*** EXCERPTED PASSAGE ***

Vidrić was born in Zagreb, in an affluent family of Slovenian origin. He was one of the leaders of the group of demonstrators that burned the Hungarian flag on the occasion of the emperor Franz Joseph's visit to Zagreb in 1895. He studied law in Prague, Graz and Vienna. After obtaining his Ph.D. in 1903, he did not pursue an academic career, but became a lawyer.

He started writing poems in high school, but his real literary start was the poem Boni mores, published in Vienac in 1897. He wrote very little before his premature death: around 40 poems, most of which were published by him in the collection entitled simply Pjesme (Poems) in 1907.

He was known for his adventurous life, great intelligence and prodigious memory (he used to spend whole evenings reciting poetry to his amazed friends; he always did admirably well at school) and his affiliation with the controversial progressive political circles.

Vidrić died in obscure circumstances in the mental hospital in the Zagreb suburb of Vrapče.

Poetry

As a rule, his poetic atmospheres develop from a concrete scene. The poet is lost or hidden in a mythological character. His images of a barbaric, classical and mythological world are very personal. Vidrić was an impressionist with a very strong visual imagination.

His best poems - like Jutro (Morning), Pejzaž I, II (Landscape), Adieu, Ex Pannonia, Dva levita (Two Levites) - include some of the best verses ever written in Croatian. Some of his contemporaries, such as Matoš, accused him of technical imperfections, wrong accents in rhymes and raw style. Actually, regarding the structure of his poems, he was a man before his time, since he did not base his rhythm on feet, but on the main accents.

This is how Vidrić was described by the great Croatian literary historian Ivo Frangeš: Vidrić's world feels like a fragment of an ancient vase, where the incomplete nature of the preserved scene is used to strengthen the effect. It is a miniature world, painfully clear, with a miraculous third dimension that goes far beyond our everyday ideas of width and depth.

*** End of EXCERPTED PASSAGE ***
*** MATERIAL SHOWN ***

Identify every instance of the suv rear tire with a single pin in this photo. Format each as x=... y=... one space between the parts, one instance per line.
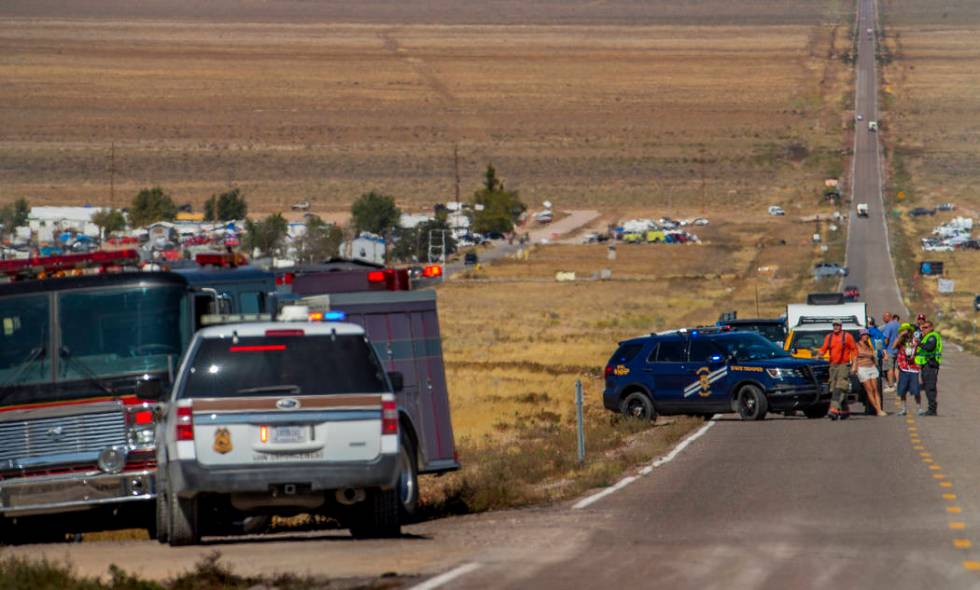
x=183 y=528
x=752 y=403
x=377 y=516
x=408 y=478
x=638 y=405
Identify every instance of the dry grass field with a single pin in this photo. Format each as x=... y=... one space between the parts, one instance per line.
x=933 y=140
x=515 y=342
x=714 y=107
x=324 y=109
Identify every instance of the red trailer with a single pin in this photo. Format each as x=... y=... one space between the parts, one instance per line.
x=403 y=325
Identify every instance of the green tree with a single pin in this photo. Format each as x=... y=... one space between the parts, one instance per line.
x=227 y=206
x=495 y=208
x=321 y=241
x=109 y=220
x=151 y=205
x=374 y=212
x=267 y=235
x=14 y=215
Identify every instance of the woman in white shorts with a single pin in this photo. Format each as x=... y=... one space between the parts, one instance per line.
x=866 y=367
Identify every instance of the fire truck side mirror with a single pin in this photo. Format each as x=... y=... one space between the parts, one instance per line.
x=149 y=389
x=397 y=381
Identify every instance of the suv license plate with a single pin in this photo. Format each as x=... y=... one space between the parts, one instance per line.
x=289 y=434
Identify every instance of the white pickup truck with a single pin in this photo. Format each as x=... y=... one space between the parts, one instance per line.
x=282 y=418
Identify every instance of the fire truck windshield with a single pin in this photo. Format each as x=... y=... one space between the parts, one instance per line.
x=114 y=332
x=101 y=334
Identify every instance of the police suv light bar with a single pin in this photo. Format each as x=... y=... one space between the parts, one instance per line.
x=214 y=319
x=828 y=320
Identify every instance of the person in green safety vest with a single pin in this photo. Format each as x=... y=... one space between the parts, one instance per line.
x=929 y=356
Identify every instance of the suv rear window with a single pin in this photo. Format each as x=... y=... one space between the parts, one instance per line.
x=625 y=353
x=670 y=351
x=290 y=365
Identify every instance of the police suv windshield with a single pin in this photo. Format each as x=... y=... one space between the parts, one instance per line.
x=749 y=347
x=289 y=365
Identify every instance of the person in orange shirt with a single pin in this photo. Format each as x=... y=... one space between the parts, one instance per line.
x=841 y=351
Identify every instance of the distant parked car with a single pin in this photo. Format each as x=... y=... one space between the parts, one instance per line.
x=823 y=270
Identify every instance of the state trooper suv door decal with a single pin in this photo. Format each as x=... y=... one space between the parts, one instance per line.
x=705 y=378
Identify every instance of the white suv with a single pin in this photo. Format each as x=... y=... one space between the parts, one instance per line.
x=282 y=418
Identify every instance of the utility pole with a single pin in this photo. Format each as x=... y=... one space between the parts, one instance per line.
x=112 y=174
x=456 y=172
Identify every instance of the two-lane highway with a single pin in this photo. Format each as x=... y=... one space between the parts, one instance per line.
x=873 y=502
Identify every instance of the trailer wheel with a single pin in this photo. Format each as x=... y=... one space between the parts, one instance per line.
x=183 y=521
x=408 y=477
x=638 y=405
x=752 y=403
x=378 y=516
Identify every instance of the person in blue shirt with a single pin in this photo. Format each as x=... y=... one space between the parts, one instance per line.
x=877 y=339
x=890 y=333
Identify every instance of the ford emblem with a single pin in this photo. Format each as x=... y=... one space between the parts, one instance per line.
x=287 y=404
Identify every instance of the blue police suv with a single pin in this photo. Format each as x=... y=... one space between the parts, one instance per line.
x=708 y=371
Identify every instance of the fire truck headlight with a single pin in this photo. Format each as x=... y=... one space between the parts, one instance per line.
x=112 y=459
x=141 y=437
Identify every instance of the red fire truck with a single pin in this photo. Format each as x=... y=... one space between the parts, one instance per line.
x=78 y=333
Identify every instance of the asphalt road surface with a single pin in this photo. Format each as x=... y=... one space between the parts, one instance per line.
x=868 y=503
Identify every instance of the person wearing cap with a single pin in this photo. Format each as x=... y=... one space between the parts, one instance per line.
x=908 y=370
x=841 y=352
x=890 y=330
x=929 y=356
x=865 y=364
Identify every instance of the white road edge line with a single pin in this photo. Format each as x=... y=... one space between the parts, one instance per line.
x=589 y=500
x=443 y=579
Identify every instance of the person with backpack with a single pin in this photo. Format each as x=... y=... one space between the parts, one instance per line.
x=908 y=371
x=929 y=356
x=841 y=351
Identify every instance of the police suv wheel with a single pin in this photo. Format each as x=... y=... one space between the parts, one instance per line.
x=162 y=518
x=752 y=403
x=638 y=405
x=183 y=521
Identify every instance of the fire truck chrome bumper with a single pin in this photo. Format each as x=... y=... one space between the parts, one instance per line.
x=60 y=493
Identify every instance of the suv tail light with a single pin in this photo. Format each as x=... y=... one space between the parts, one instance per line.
x=185 y=423
x=389 y=417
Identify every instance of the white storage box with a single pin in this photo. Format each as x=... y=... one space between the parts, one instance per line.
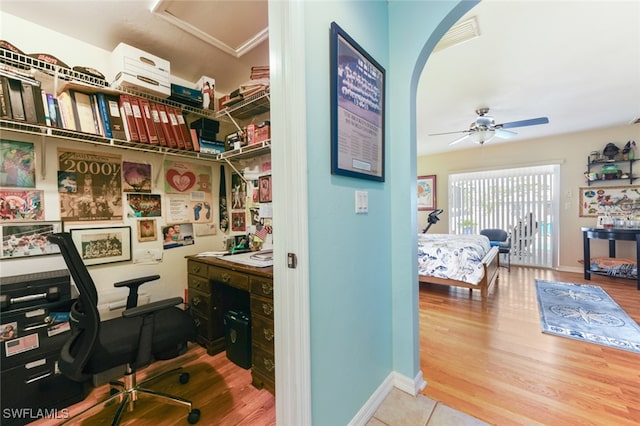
x=136 y=69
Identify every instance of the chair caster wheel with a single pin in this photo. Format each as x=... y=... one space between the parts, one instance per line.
x=194 y=416
x=184 y=378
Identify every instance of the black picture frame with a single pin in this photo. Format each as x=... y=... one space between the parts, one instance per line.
x=357 y=110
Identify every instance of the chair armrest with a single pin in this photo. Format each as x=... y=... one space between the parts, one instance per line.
x=133 y=285
x=151 y=307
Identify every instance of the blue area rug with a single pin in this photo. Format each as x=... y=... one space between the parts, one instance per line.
x=587 y=313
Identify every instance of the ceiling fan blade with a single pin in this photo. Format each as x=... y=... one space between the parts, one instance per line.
x=448 y=133
x=460 y=139
x=505 y=134
x=522 y=123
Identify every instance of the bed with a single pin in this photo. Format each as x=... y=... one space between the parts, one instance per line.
x=467 y=260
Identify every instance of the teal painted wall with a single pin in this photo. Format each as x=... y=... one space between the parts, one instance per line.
x=350 y=265
x=363 y=277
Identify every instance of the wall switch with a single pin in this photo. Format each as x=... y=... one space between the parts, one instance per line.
x=362 y=202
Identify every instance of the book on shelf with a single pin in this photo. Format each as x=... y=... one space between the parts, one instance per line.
x=166 y=126
x=5 y=100
x=127 y=118
x=177 y=134
x=66 y=111
x=82 y=111
x=115 y=117
x=101 y=99
x=145 y=110
x=157 y=123
x=137 y=115
x=184 y=130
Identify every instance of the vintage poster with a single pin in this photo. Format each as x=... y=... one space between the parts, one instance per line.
x=17 y=164
x=21 y=205
x=99 y=187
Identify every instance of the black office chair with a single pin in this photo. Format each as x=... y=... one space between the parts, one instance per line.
x=501 y=239
x=156 y=331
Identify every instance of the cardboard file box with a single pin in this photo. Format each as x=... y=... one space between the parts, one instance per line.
x=237 y=326
x=135 y=69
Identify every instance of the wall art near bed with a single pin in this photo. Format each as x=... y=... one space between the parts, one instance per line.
x=614 y=200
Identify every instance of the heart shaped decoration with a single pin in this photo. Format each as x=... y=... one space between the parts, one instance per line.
x=181 y=181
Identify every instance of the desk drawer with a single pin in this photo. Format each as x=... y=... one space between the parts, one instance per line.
x=262 y=286
x=201 y=302
x=198 y=268
x=262 y=332
x=228 y=277
x=262 y=306
x=263 y=362
x=199 y=283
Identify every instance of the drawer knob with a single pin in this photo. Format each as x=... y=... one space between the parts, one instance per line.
x=269 y=364
x=267 y=308
x=268 y=334
x=267 y=288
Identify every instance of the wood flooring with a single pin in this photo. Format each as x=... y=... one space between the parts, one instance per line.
x=489 y=358
x=220 y=389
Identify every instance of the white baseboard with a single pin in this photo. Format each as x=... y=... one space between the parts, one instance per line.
x=394 y=379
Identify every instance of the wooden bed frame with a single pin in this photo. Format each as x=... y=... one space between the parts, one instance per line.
x=491 y=263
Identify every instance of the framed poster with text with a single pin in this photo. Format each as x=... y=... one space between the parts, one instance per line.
x=357 y=109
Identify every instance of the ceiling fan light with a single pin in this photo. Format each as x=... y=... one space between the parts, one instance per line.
x=481 y=136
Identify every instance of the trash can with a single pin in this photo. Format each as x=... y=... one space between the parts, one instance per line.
x=237 y=326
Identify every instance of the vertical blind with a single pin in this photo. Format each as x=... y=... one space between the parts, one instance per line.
x=521 y=201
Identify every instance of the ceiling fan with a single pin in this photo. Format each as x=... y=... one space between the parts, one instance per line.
x=485 y=128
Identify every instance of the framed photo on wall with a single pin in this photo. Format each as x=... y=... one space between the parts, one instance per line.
x=357 y=109
x=103 y=245
x=427 y=192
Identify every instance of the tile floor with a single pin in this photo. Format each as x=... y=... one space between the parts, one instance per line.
x=401 y=409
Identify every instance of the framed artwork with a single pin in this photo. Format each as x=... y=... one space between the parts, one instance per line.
x=103 y=245
x=614 y=200
x=21 y=205
x=265 y=189
x=28 y=239
x=147 y=230
x=357 y=109
x=17 y=164
x=427 y=192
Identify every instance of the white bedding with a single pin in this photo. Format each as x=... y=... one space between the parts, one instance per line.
x=457 y=257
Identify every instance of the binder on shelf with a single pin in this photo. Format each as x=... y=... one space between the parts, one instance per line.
x=82 y=111
x=104 y=114
x=66 y=111
x=177 y=134
x=157 y=123
x=115 y=118
x=5 y=100
x=167 y=127
x=184 y=130
x=128 y=119
x=137 y=115
x=145 y=109
x=15 y=99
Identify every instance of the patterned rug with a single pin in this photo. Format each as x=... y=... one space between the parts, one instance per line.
x=587 y=313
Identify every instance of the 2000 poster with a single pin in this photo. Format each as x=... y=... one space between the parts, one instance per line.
x=98 y=195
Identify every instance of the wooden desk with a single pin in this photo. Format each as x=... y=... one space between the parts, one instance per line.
x=216 y=285
x=613 y=235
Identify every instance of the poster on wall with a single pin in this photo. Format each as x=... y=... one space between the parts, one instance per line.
x=98 y=195
x=17 y=164
x=21 y=205
x=613 y=200
x=188 y=188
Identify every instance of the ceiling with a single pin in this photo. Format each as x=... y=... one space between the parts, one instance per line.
x=575 y=62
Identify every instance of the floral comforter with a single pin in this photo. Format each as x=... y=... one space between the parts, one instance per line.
x=456 y=257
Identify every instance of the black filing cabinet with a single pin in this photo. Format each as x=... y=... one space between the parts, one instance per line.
x=34 y=326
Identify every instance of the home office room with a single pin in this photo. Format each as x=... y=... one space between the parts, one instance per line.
x=325 y=277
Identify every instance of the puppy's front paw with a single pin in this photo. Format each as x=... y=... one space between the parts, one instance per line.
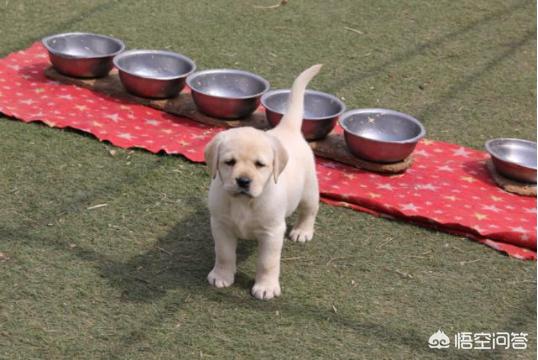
x=301 y=235
x=220 y=279
x=266 y=290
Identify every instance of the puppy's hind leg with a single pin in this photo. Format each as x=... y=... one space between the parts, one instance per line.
x=303 y=230
x=223 y=272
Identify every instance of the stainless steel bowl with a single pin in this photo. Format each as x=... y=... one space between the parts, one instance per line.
x=153 y=73
x=514 y=158
x=381 y=135
x=83 y=55
x=321 y=111
x=227 y=93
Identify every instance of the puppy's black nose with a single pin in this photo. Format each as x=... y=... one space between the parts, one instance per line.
x=243 y=182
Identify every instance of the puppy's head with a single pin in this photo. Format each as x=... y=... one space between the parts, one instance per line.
x=245 y=159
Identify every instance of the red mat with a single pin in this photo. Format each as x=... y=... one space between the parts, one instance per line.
x=447 y=188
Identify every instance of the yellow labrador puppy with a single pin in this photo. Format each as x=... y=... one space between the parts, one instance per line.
x=260 y=178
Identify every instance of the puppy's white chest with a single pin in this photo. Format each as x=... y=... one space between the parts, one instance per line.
x=244 y=221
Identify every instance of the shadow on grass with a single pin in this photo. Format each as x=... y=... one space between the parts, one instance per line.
x=406 y=55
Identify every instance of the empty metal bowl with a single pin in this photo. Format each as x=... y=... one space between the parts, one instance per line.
x=227 y=93
x=153 y=73
x=83 y=55
x=380 y=135
x=514 y=158
x=321 y=111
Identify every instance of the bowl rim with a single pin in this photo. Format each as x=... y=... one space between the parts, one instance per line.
x=46 y=39
x=179 y=56
x=414 y=139
x=308 y=91
x=491 y=150
x=193 y=76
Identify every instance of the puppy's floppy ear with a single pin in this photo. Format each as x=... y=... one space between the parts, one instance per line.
x=211 y=154
x=280 y=158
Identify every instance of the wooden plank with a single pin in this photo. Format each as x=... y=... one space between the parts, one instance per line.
x=332 y=147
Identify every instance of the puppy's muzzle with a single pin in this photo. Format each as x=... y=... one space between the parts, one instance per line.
x=243 y=182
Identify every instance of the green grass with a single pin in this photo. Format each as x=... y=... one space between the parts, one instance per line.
x=127 y=281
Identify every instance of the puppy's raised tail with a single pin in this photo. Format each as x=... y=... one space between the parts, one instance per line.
x=293 y=118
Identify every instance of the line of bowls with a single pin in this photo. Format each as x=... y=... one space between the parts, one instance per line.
x=379 y=135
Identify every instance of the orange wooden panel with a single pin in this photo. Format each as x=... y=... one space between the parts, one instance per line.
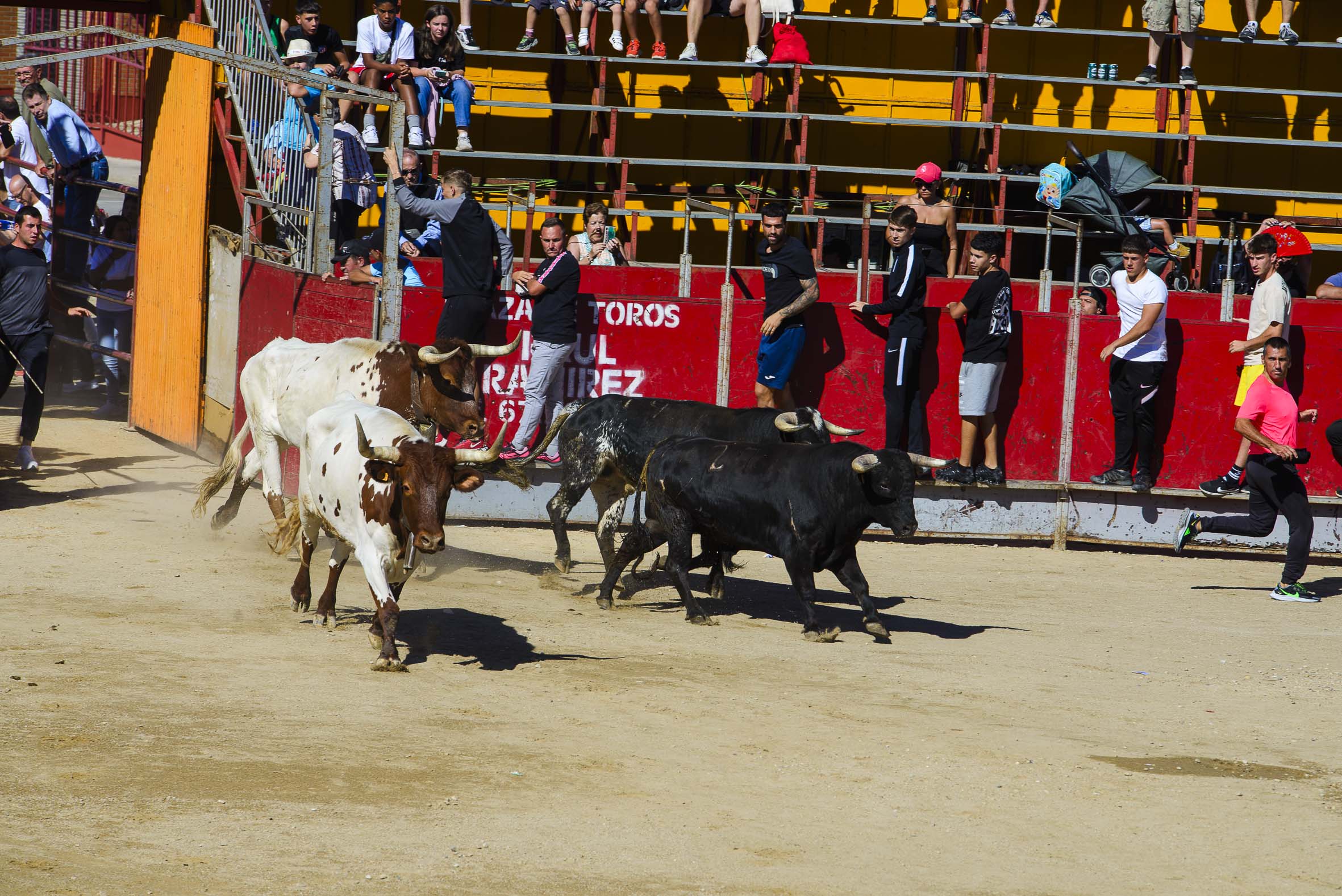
x=171 y=265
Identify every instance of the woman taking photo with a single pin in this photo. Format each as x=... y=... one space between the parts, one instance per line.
x=935 y=234
x=443 y=70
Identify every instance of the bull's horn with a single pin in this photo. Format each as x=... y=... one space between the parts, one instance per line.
x=480 y=455
x=430 y=356
x=375 y=452
x=495 y=351
x=863 y=463
x=842 y=431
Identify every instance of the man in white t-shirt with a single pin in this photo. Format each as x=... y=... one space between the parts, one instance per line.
x=1270 y=315
x=1136 y=362
x=386 y=47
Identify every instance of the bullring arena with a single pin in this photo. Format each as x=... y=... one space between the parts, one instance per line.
x=1033 y=678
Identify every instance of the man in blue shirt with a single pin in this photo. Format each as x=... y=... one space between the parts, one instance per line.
x=78 y=155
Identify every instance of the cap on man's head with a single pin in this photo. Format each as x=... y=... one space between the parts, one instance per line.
x=928 y=173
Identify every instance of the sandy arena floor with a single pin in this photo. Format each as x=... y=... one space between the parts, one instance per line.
x=1043 y=722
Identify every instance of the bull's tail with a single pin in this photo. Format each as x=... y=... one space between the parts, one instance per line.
x=226 y=471
x=286 y=530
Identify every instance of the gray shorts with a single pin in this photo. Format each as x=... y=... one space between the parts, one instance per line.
x=979 y=385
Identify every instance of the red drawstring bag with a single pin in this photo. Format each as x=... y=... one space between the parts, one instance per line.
x=790 y=46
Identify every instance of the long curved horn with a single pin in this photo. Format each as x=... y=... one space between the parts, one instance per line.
x=495 y=351
x=481 y=455
x=863 y=463
x=428 y=356
x=842 y=431
x=375 y=452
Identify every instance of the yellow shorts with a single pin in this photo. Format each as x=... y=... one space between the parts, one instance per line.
x=1251 y=373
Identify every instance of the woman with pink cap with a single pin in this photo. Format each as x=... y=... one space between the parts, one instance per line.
x=935 y=234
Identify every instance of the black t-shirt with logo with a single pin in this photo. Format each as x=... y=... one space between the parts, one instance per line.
x=555 y=315
x=325 y=43
x=784 y=270
x=988 y=322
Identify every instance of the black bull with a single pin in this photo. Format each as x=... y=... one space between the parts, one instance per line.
x=807 y=505
x=606 y=440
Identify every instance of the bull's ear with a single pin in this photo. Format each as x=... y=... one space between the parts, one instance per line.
x=380 y=471
x=468 y=479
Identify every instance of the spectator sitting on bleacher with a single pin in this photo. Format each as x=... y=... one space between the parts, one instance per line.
x=631 y=18
x=16 y=144
x=386 y=45
x=590 y=10
x=736 y=9
x=440 y=72
x=420 y=235
x=1160 y=18
x=113 y=270
x=596 y=243
x=1250 y=31
x=1042 y=18
x=352 y=179
x=561 y=12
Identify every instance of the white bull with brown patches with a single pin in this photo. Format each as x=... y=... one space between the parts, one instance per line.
x=380 y=489
x=289 y=380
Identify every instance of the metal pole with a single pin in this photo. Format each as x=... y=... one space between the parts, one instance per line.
x=390 y=322
x=727 y=303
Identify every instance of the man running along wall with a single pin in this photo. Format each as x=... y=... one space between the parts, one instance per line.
x=790 y=287
x=1136 y=362
x=1269 y=420
x=1270 y=317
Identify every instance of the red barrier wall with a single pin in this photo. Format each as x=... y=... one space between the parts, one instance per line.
x=666 y=347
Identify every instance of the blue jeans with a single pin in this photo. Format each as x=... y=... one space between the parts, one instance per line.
x=458 y=94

*** End of MATERIAL SHOWN ***

** TASK REQUIREMENTS **
In the passage about Vidrić, which poem marked his real literary start?

** THE ANSWER **
Boni mores, published in Vienac in 1897.